▶ **TASK INSTRUCTIONS**
Among the records below, the line containing "In this exercise you will label the mercedes" marks the start. Output it and all lines after it exactly.
AVAILABLE DATA below:
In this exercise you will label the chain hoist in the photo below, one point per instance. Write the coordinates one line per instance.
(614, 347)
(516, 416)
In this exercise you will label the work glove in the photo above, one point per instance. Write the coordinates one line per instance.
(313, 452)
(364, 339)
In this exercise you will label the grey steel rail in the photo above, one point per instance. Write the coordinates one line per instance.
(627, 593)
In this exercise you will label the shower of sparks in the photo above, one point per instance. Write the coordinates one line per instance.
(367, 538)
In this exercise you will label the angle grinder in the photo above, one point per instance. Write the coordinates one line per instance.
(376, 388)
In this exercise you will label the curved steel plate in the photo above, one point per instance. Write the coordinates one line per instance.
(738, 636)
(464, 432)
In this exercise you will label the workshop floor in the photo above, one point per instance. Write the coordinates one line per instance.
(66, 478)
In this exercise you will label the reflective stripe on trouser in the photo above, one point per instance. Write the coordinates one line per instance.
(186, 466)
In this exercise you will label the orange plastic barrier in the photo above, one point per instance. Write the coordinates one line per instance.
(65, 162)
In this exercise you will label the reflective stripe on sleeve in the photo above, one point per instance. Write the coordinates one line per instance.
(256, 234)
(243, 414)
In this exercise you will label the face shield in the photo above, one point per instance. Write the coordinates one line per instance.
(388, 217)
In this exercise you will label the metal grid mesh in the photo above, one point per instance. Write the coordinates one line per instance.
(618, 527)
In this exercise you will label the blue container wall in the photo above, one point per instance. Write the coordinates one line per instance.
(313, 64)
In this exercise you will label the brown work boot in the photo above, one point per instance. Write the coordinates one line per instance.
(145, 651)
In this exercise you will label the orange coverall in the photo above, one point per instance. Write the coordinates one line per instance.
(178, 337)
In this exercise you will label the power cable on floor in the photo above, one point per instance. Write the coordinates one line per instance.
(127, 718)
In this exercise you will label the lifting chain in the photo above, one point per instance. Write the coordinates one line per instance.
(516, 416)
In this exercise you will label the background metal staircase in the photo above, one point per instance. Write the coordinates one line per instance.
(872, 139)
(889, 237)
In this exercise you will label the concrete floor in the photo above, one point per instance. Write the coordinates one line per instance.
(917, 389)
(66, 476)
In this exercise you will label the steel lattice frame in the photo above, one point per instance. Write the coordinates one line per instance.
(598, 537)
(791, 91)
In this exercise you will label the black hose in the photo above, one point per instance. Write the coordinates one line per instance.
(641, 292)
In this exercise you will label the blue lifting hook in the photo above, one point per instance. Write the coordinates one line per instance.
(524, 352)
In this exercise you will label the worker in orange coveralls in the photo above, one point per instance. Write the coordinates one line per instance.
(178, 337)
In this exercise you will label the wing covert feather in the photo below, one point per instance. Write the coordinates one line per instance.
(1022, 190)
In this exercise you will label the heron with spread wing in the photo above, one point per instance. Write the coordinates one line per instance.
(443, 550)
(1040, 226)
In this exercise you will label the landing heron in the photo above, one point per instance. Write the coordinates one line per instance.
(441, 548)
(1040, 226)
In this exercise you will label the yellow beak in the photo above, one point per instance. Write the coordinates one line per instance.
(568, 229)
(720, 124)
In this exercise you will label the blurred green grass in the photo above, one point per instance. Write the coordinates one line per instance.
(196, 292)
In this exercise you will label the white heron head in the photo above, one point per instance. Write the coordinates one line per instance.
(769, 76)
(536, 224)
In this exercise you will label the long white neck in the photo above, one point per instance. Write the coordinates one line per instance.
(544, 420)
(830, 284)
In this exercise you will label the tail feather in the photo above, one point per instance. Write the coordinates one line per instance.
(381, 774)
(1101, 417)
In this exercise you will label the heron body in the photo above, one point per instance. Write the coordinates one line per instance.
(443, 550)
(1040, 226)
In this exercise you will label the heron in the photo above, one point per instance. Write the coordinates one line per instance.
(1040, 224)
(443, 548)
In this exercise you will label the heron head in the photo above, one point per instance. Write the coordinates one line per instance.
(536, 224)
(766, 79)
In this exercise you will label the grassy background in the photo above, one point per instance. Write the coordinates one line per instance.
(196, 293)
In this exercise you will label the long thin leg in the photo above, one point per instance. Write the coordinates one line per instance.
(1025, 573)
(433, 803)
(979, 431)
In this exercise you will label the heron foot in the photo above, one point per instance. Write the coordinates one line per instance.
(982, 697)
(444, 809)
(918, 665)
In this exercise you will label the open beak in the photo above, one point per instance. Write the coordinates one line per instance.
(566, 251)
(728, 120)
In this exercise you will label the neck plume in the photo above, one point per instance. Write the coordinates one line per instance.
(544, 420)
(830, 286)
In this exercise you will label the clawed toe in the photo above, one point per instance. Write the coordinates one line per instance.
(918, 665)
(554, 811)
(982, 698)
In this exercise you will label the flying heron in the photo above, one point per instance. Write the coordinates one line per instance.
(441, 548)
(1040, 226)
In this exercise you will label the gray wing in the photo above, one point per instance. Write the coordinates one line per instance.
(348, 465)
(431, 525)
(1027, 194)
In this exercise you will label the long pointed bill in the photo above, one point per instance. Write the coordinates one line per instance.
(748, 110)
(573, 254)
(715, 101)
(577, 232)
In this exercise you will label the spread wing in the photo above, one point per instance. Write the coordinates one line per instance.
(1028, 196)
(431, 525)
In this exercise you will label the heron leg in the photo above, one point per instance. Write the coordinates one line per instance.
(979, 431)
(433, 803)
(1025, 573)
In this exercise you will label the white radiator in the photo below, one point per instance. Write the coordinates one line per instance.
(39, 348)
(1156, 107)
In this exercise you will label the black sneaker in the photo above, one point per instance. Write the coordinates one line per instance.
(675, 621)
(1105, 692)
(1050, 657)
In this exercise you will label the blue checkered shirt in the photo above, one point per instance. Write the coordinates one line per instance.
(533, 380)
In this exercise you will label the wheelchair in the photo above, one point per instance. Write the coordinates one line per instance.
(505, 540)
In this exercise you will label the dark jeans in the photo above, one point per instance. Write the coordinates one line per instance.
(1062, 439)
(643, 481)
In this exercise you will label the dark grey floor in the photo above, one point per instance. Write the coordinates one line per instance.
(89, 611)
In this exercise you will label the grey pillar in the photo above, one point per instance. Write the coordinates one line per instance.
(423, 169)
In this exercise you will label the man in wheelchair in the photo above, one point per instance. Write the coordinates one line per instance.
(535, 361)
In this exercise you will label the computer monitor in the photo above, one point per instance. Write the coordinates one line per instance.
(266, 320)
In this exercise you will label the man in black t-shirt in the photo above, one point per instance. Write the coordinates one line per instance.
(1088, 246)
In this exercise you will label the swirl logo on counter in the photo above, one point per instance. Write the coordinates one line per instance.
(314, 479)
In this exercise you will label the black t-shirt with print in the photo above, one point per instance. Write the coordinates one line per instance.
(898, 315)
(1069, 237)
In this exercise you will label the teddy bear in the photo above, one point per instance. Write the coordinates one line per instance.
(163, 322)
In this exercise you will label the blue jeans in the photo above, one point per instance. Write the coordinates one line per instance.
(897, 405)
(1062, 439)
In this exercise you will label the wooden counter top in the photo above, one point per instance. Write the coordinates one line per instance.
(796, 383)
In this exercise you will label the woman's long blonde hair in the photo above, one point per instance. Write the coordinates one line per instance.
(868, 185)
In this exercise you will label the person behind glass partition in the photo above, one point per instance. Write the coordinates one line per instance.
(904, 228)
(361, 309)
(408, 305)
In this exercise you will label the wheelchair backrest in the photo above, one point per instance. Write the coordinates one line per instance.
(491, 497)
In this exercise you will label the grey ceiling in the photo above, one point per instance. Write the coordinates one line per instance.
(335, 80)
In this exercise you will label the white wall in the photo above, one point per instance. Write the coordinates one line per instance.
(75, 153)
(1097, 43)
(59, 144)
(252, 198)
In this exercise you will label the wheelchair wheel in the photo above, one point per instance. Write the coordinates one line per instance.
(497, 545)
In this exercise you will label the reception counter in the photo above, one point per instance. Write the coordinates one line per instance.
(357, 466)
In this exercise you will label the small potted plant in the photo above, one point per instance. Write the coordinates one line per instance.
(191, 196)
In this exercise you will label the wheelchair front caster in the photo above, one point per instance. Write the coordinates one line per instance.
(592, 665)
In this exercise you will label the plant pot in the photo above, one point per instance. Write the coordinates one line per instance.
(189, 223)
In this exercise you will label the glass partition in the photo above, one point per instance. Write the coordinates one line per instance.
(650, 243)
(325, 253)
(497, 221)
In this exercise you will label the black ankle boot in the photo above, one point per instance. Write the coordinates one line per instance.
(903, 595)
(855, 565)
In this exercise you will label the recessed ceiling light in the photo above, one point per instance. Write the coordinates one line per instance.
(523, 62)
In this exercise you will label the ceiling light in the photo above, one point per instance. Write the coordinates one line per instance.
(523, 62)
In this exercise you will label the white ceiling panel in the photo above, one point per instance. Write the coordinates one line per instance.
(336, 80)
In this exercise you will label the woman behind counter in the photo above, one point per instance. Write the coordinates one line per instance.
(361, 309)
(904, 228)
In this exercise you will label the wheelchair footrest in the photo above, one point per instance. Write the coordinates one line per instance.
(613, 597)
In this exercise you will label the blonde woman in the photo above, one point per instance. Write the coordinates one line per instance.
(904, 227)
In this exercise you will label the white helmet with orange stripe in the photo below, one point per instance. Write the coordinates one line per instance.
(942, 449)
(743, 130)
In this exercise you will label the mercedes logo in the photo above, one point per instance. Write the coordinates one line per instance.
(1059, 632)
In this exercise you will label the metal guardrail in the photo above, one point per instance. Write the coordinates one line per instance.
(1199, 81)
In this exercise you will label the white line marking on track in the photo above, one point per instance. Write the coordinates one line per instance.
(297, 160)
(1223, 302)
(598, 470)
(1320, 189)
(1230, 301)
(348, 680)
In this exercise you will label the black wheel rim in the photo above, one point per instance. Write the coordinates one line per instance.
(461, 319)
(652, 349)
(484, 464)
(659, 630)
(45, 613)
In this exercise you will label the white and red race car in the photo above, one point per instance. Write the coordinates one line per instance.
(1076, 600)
End of AVAILABLE DATA.
▶ **TASK ANSWER**
In this exercise you will label the mercedes logo in the photo above, one point per instance. Write the coordinates one line per instance.
(1059, 632)
In this exercise you will label the metal guardrail in the photo above, one point per instance. Write the coordinates one line per instance.
(1199, 81)
In this exercise you will label the white line marking on track in the photo above, one point per instance. Write the coordinates one line per instance.
(297, 160)
(1223, 302)
(598, 470)
(1320, 189)
(1230, 301)
(348, 680)
In this exercise you will label the black wheel rim in the photo above, one point per instance. Write the coordinates one line per instance.
(461, 319)
(652, 349)
(484, 464)
(659, 630)
(45, 613)
In this exercise you will label the white and red race car in the photo above, one point per instance. Write the coordinates one line per instance.
(1076, 600)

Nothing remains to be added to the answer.